**ARBEITSAUFTRAG**
Welche Sätze im Textauszug über Heideggers Begriff „Kehre“ nennen den Namen Schulz? Gib für jeden dieser Sätze die ersten drei Wörter an.

**TEXTAUSZUG**
○ ○ ○ ○

W. Schulz versteht unter Heideggers Begriff „Kehre“ die Umkehr von der Hineingehaltenheit in das Nichts zur Übereignung an das Sein, d. h. den Wandel vom Nichts zum Sein. Dieser Wandel geschieht Schulz zufolge für Heidegger nur dann, wenn man den metaphysischen Willen des Begründenwollens aufgibt. Um diesen Verzicht leisten zu können, geht Heidegger auf zwei Arten vor. Zunächst treibt er von der Metaphysik ausgehend auf das Nichts vor, das aber das Sein verdeckt. Dies ist Schulz zufolge die Hineingehaltenheit in das Nichts. Das Nichts ist kein Etwas im Sinne eines Gegenstandes. Das Dasein findet im Nichts seinen Sinn und kehrt sich sodann in ein Sein. In diesem Moment erscheint das Nichts als das Sein selbst. Nach Schulz geschieht die „Kehre“ für Heidegger dort, wo die Unterscheidung zwischen dem Nichts und dem Sein verschwindet. Die „Kehre“ ist nach Schulz für Heidegger der Wandel vom Nichts zum Sein, d. h die Umkehrung des Selbstverständnisses der Existenz.

○ ○ ○ ○

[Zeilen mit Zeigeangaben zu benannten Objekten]

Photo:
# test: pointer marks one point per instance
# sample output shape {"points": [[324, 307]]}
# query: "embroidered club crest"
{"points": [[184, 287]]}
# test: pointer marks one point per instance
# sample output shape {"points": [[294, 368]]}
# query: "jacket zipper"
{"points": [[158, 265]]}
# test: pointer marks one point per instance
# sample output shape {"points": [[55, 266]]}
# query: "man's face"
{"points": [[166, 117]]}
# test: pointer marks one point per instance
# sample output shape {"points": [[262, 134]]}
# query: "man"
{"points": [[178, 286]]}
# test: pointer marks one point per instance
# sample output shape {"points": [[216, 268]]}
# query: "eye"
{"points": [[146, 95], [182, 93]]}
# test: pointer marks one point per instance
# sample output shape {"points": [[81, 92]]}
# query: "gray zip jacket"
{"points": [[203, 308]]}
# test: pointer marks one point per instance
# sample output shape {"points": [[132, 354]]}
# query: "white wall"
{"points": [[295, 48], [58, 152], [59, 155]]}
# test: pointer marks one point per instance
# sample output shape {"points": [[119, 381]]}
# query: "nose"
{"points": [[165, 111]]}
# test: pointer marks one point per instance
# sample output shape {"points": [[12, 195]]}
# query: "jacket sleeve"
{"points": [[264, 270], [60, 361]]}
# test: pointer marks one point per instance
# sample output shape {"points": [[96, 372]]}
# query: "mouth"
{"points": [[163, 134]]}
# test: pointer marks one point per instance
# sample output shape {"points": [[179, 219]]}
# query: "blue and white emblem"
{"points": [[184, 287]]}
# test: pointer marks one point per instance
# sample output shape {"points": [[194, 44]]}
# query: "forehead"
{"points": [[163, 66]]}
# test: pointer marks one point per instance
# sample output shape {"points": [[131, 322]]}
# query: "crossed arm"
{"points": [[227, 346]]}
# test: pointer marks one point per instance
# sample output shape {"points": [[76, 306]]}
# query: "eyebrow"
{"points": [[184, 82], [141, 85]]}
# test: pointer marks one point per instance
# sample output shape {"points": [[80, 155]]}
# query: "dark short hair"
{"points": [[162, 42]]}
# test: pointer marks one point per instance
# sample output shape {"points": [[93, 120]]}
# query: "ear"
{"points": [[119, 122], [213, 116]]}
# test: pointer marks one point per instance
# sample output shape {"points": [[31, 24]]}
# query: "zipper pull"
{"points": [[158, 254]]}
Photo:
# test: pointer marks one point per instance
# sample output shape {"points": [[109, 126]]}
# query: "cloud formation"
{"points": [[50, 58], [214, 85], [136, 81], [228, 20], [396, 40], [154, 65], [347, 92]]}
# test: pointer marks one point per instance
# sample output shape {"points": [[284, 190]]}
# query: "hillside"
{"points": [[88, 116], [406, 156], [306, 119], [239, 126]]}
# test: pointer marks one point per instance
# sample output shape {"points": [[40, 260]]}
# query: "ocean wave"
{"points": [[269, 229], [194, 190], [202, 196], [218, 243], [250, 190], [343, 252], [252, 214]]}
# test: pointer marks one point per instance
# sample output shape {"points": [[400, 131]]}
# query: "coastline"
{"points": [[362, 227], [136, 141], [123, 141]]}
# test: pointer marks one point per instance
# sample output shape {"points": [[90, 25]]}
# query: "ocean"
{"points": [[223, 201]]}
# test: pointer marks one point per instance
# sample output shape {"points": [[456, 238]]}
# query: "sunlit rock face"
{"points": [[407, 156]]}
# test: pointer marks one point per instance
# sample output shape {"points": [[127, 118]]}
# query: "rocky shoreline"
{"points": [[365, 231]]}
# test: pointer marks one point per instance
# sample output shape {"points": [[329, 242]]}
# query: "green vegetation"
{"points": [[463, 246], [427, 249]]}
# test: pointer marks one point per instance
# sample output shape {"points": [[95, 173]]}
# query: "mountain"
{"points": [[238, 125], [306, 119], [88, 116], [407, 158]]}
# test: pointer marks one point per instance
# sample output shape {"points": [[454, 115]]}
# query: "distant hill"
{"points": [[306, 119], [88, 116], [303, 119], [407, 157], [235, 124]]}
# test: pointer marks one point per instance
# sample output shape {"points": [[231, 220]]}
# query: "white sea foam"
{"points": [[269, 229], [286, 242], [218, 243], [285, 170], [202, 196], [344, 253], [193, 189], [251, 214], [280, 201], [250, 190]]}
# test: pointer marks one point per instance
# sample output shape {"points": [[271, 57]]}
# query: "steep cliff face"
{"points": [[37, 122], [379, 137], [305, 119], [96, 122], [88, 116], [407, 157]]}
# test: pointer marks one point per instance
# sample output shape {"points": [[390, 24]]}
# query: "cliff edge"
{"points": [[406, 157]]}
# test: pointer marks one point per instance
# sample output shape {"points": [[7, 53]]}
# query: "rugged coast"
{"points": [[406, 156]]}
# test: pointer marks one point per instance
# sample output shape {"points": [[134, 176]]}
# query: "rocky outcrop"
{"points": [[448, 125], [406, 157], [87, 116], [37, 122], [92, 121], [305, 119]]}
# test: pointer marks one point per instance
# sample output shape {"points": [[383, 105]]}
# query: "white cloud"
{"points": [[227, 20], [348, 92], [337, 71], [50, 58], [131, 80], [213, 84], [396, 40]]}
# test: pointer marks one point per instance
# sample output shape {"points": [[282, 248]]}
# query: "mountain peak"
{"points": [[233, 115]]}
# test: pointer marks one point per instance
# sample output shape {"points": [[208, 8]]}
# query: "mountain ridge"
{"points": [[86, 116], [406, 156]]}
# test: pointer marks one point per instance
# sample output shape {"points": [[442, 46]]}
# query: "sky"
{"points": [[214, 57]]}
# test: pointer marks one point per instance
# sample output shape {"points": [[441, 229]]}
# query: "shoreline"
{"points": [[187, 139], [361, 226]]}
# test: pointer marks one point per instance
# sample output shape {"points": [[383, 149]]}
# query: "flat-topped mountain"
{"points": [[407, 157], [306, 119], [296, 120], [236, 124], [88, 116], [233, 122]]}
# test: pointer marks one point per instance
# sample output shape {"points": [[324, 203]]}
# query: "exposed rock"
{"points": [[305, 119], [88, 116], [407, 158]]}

○ ○ ○ ○

**LÖSUNG**
- „W. Schulz versteht“
- „Dieser Wandel geschieht“
- „Dies ist Schulz“
- „Nach Schulz geschieht“
- „Die „Kehre“ ist“